━━━━━ Dataset ━━━━━

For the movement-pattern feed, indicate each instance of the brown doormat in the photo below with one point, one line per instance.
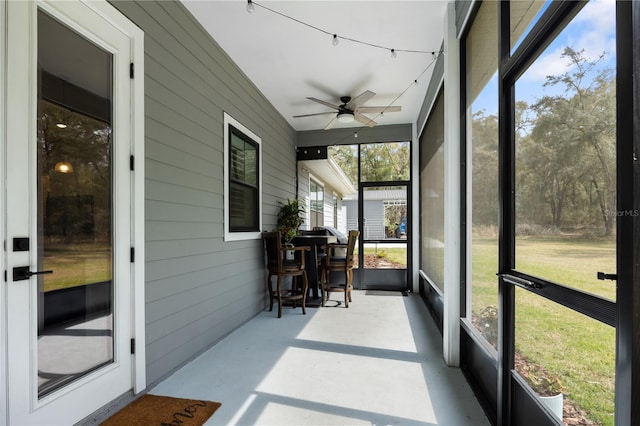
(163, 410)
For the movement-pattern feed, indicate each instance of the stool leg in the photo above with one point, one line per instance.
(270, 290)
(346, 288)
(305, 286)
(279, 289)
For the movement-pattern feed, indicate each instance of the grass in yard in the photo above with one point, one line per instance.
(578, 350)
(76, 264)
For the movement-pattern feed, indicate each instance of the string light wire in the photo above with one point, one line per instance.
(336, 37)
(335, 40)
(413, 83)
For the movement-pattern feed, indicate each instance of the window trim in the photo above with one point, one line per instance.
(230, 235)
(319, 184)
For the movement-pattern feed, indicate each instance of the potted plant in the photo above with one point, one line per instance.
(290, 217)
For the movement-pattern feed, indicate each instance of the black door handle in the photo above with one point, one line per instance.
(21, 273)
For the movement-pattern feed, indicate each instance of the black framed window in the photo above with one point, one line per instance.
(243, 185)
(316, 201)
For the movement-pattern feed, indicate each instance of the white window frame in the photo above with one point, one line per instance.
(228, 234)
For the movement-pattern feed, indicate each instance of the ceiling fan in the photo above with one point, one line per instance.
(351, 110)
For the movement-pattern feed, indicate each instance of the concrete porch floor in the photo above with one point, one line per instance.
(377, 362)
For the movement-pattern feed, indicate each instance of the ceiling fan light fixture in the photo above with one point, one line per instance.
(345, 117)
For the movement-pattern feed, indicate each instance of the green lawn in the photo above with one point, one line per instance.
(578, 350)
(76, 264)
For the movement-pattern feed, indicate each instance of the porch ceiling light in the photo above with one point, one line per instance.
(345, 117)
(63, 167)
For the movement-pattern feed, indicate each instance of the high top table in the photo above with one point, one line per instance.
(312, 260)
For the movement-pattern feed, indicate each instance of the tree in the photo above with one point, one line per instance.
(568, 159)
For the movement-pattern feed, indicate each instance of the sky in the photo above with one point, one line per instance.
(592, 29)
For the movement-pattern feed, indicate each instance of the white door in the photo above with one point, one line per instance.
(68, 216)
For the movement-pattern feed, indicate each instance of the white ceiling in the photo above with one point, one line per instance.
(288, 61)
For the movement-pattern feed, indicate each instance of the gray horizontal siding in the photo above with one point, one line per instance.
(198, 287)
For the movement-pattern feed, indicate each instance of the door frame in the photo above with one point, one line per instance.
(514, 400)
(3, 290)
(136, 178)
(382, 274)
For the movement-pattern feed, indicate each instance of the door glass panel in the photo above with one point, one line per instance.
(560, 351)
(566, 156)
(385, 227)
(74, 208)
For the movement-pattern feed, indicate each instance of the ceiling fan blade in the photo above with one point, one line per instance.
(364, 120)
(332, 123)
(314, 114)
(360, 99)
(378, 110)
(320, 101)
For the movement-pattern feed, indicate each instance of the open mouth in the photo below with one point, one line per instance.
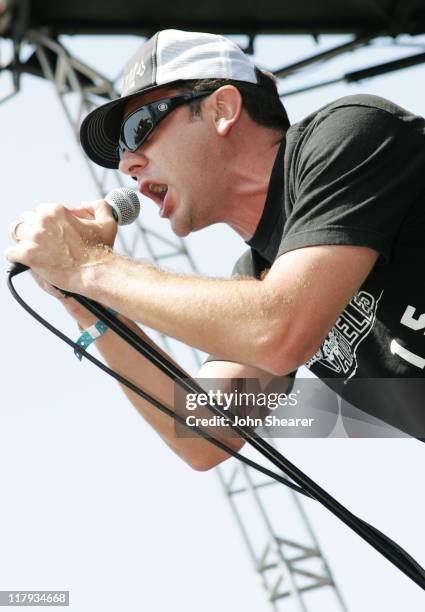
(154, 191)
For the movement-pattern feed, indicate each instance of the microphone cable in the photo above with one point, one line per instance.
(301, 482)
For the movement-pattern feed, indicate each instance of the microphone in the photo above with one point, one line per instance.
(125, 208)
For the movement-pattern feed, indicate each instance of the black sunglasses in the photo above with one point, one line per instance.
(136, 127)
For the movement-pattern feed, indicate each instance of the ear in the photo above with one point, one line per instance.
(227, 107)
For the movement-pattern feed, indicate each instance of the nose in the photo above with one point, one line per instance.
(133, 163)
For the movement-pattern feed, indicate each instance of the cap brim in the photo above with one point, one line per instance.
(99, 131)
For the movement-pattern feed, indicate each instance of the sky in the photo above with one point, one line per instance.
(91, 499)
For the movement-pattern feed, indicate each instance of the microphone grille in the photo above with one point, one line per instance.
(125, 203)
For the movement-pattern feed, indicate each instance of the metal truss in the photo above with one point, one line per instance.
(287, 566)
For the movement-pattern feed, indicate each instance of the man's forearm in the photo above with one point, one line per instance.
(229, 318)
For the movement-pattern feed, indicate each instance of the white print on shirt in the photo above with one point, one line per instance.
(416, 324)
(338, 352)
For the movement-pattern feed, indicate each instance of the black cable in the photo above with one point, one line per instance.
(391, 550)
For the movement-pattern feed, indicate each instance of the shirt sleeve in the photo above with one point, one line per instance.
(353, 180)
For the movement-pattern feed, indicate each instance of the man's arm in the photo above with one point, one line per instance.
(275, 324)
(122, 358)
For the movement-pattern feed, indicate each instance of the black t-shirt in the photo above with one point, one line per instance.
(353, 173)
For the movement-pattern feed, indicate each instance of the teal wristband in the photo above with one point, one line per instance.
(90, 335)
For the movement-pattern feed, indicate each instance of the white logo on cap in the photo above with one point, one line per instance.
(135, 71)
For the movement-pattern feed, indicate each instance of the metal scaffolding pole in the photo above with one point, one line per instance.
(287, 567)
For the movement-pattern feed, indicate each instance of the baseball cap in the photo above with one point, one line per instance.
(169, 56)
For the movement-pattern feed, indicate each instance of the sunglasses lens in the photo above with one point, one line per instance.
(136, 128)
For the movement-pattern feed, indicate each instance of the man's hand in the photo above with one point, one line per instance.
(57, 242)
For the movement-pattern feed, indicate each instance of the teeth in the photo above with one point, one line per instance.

━━━━━

**Task requirements:** Give every record again exactly, apart from the pictures, which stay out.

**Reply:**
For the movement-pattern feed, indicate each instance of the brown doormat in the photo below with one point, one line per instance.
(163, 410)
For the movement-pattern feed, indicate each instance of the stool leg in the photo above with one point, one line per instance.
(270, 290)
(346, 288)
(305, 286)
(279, 289)
For the movement-pattern feed, indicate each instance of the grass in yard in the photo above with one point, one line per instance.
(578, 350)
(76, 264)
For the movement-pattern feed, indicate each instance of the string light wire in the photo above with one point, one line per instance.
(336, 37)
(335, 40)
(413, 83)
For the movement-pattern feed, indicate each instance of the window trim in the photo above with one point, one line per instance.
(230, 235)
(319, 184)
For the movement-pattern feed, indicate each instance of the potted plant in the photo above with one point, one line per instance.
(290, 217)
For the movement-pattern feed, indicate each instance of the black door handle in the photo above with one point, one line per instance.
(21, 273)
For the movement-pattern feed, indicate each instance of the black framed window in the photo above with one point, one line per instance.
(243, 185)
(316, 201)
For the movement-pattern feed, indicate each instance of the white window frame in the photo above with one point, one line per instance.
(228, 234)
For the movement-pattern feed, indicate each instance of the ceiling fan in the photo above with one point, one line per instance.
(351, 110)
For the movement-pattern feed, indicate each instance of the concrete porch floor in the photo above with one point, one line per instance.
(377, 362)
For the movement-pattern feed, indicate each instance of the ceiling fan light fixture in the photo above with one point, one line per instance.
(345, 117)
For the movement-pattern feed, indicate each instance of the green lawn in the photo above with one point, one line per instance.
(578, 350)
(76, 264)
For the movement-pattern feed, indicate each instance of the porch ceiling light in the photo above with one point, one line per instance.
(345, 117)
(63, 167)
For the movement-pattern feed, indicate each instance of the high top table in the photo above with one point, one line per instance.
(312, 260)
For the movement-pattern feed, indicate each instance of the tree in the photo above with one point, one line per instance.
(568, 159)
For the movement-pattern feed, indicate each instance of the sky in the photo above with one point, one line per instance.
(592, 29)
For the movement-pattern feed, indicate each instance of the white door in the photo above with one point, one line per instance.
(68, 216)
For the movement-pattern feed, indicate each instance of the white ceiling in the photo above with one point, one line per instance.
(288, 61)
For the movement-pattern feed, indicate each instance of the gray horizontal siding in the photo above with one point, one line per instance.
(198, 287)
For the movement-pattern feed, indicate each instance of the door frame in the photo above with one point, one line per instance.
(514, 400)
(3, 290)
(136, 178)
(382, 274)
For the movement-pattern feed, indicate each instance of the door glass panel in the photo above with one point, one line per instance.
(560, 351)
(566, 156)
(385, 227)
(74, 208)
For the movement-pattern feed, indicate each instance of the ceiling fan blade in the photo above with one point, one line per instance.
(364, 120)
(332, 123)
(314, 114)
(360, 99)
(378, 110)
(320, 101)
For the movement-pattern feed, indicate each instance of the open mouth in the photo below with one point, one line per instance.
(154, 191)
For the movement-pattern feed, indicate each instance of the microphone cable in the photo above with one point, one line per instance.
(301, 482)
For the movement-pattern feed, indicate each instance of the microphone in the photo above with one point, one line per instance.
(125, 208)
For the movement-pattern feed, indicate each instance of the black sunglasses in the photo above with one point, one line per instance.
(136, 127)
For the movement-pattern feed, indicate each instance of the ear in the photo above with one point, one line per instance.
(227, 107)
For the movement-pattern feed, indicate each instance of the nose in the photo above with one point, one line per instance.
(133, 163)
For the movement-pattern feed, indicate each instance of the cap brim in the photo above with one point, one line per instance.
(99, 131)
For the movement-pattern feed, indicate each instance of the sky in the photo above with one point, one line per instance.
(91, 499)
For the movement-pattern feed, indicate each instance of the microphone grille in the photo above with one point, one line per instance.
(125, 203)
For the movement-pattern feed, indicate each instance of the metal truss in the photo above with one point, one line per instance.
(287, 566)
For the movement-pattern feed, indicate each instance of the man's forearm in the photo above with one point, one line per instance.
(229, 318)
For the movement-pattern feed, indicate each instance of the white print on shirt in the photo above with one point, one line per instance.
(416, 324)
(338, 352)
For the movement-pattern feed, indicate each instance of the black cable in the photo above with one point, one line per instance.
(391, 550)
For the movement-pattern feed, indicate each instance of the shirt sleeve in the photo above with one point, one line per instance.
(353, 180)
For the movement-pattern feed, indicate each instance of the man's arm in the photo above with one point, one line per instance.
(275, 324)
(122, 358)
For the movement-pattern feed, indicate each instance of the black t-shirt in the photo above with one point, one line per instance.
(353, 173)
For the movement-pattern feed, indicate each instance of the teal wristband in the photo above with one point, one line per instance.
(90, 335)
For the movement-pattern feed, indicate each instance of the white logo on cap in the photo above with one point, one line per instance.
(135, 71)
For the movement-pattern feed, indicate each instance of the metal scaffolding pole in the photo above with one point, one line per instance.
(287, 567)
For the movement-pattern feed, indicate each instance of the baseball cap in the photo above with one point, one line per instance.
(169, 56)
For the movement-pattern feed, indicate each instance of the sunglasses lens in the photo above with one point, one line per instance.
(136, 128)
For the movement-pattern feed, indicate each instance of the man's hand in the photo above with one point, one line per instance.
(57, 242)
For the movement-pattern feed, indicate each instance of the teeth in the photo above with one point, one line per instance.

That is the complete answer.